> _Input rows_

-.-.-

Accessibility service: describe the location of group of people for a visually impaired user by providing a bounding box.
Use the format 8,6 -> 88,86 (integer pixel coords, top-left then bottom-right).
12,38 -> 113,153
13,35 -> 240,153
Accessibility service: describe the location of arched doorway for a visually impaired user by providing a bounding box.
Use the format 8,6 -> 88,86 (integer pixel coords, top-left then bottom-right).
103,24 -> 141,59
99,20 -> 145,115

-.-.-

> _Requirements_
Reproduce all the records line for line, offsetting every pixel coordinate in the bounding-box answers by 69 and leaving every other number as it is.

> _Output below_
Accessibility service: describe the location of group of people for a visually impaired user by providing a bounding box.
Use the format 8,6 -> 88,86 (integer pixel coords, top-left then bottom-right).
81,107 -> 182,222
82,104 -> 309,222
Accessibility service: describe the location of arched doorway for a visually impaired user by providing a bounding box.
Use the format 8,6 -> 88,86 (integer pixel coords, top-left then bottom-right).
172,93 -> 210,128
168,89 -> 214,184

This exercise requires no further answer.